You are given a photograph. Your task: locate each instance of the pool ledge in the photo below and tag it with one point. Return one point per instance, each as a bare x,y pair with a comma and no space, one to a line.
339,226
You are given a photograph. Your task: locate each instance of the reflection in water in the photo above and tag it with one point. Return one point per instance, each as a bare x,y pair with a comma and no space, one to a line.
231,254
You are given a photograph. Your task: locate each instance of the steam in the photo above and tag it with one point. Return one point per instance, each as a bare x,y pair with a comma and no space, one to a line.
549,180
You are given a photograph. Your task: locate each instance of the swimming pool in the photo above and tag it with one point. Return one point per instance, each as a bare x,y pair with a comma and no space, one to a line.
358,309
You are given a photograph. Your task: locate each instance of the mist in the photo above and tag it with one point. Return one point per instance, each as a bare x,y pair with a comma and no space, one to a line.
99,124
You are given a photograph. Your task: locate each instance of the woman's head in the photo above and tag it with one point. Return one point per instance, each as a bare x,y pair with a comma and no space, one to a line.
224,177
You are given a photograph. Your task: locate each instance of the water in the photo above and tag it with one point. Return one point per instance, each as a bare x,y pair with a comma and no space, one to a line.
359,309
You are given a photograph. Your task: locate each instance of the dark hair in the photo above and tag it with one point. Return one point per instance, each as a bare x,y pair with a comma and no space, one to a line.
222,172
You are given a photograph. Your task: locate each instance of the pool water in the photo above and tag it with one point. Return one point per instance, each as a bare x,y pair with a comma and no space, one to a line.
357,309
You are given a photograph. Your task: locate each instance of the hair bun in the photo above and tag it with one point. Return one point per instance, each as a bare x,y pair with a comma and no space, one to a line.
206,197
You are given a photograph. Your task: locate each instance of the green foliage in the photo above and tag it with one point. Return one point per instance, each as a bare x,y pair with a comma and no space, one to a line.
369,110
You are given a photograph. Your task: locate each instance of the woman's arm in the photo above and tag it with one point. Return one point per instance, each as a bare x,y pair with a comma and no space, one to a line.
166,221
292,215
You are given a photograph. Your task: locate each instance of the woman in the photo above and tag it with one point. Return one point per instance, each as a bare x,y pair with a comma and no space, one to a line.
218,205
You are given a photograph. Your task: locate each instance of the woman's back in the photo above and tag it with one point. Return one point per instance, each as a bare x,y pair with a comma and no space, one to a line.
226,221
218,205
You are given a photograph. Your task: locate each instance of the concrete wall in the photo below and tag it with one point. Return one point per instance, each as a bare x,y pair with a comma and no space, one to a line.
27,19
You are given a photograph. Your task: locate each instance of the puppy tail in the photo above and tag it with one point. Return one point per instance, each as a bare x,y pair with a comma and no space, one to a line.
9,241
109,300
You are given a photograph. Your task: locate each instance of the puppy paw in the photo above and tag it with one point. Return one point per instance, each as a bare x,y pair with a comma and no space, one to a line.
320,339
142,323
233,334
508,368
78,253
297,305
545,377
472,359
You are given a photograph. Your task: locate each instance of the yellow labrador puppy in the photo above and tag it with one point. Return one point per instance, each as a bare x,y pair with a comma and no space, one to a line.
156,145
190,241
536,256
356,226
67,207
+--
Exercise description ▸
Recast all of the items above as a two-column CSV with the columns "prompt" and "points," one row per item. Put each item's text and its answer in a single quoted field each, and replace any line breaks with spaces.

Task response ▸
prompt,points
"You are given a photograph. Your task: locate each instance of the pool ledge in the photo below and tag it with one point. Return one point per instance, each as a bare x,y pair with a comma and no space, one to a line.","339,226"
"You are given a photograph. Your task: locate each instance of the reflection in water in the photo above and tag it with one point. Return one point per instance, each as a bare x,y pair with a comma and no space, one to a line.","231,254"
"You are given a photograph. Your task: locate each instance of the steam in the photo above and tag it with one point. Return one point per instance, each as a bare x,y pair with a comma and no space, one to a line.","549,180"
"You are given a photograph. Your task: locate each instance of the swimming pool in the photo above and tag it with one point. Return one point per instance, each as a bare x,y pair with a comma and no space, one to a line.","358,309"
"You are given a photograph. Your task: locate each instance of the mist in the photo above and tag it with one point. Return one point per instance, each as a bare x,y pair with a comma and no space, one to a line.","99,124"
"You are given a photograph. Your task: locate each instance of the woman's head in the photo above and tag it with one point. Return one point per instance, each as a bare x,y pair with a comma and no space, one to a line.","224,177"
"You are given a photograph. Your task: locate each instance of the water in the photo above and tag it with one point. Return one point per instance, each as a bare x,y pair with a comma and no space, one to a line.","359,309"
"You are given a photograph. Your task: locate each instance of the dark hair in the photo above and tag it with one point. Return one point per instance, each as a bare x,y pair with a comma and no space, one to a line.","222,172"
"You are given a photograph. Your task: locate each instance of the pool water in the photo above and tag it with one point. Return one point per instance, each as a bare x,y pair with a comma and no space, one to a line.","357,309"
"You are given a photograph. Your task: locate each instance of the hair bun in the photo above and tag it with one point. Return one point per instance, each as a bare x,y pair with a comma and no space, one to a line.","206,197"
"You are given a photograph. Your task: locate each instance of the green foliage in the photo above and tag it with one point. Return one point per instance, each as a bare x,y pair with a comma and no space, one to a line.","369,110"
"You are given a photograph. Your task: locate each instance of the woman's arm in the photo above and tag it with one point. Return one point per instance, each as a bare x,y pair with a comma and no space, one to a line.","166,221 292,215"
"You are given a photograph. Your task: locate each instance of the woman in the photo above and tag it with one point. Return one point per instance, each as a bare x,y pair with a comma and no space, one to a line.","218,205"
"You are given a photograph. Your task: locate each instance of the woman's back in the photo above and tag it with one point. Return one point per instance, each as a bare x,y pair with a comma and no space, one to a line.","226,221 218,205"
"You are given a photograph. Your task: locate each instance of the concrete wall in the photo below and tag it with one point. Return one point per instance, each as a bare x,y pair with a comma and no space, one to a line.","27,19"
"You are given a photograph. Your task: locate each instance of the puppy tail in the photo above and tag it with one point. Return one point per instance, each as a bare x,y pair with a comma and no space, one to a line.","9,241 109,300"
"You are given a photograph. Your task: locate each instance of the puppy paw in the photo above and tag it with one point. Return one point per instance, each as a bare x,y pair with a comma and no space, one to a line.","320,339 142,323 233,334 508,368 78,253 297,305 545,377 472,359"
"You are given a photograph. Your task: locate each instance of the yellow labrador puppy in the photo above and tag it with one point. Return one point per instance, each as a bare x,y pair with a comma and no space, one to a line.","156,145 190,241 536,256 356,226 67,207"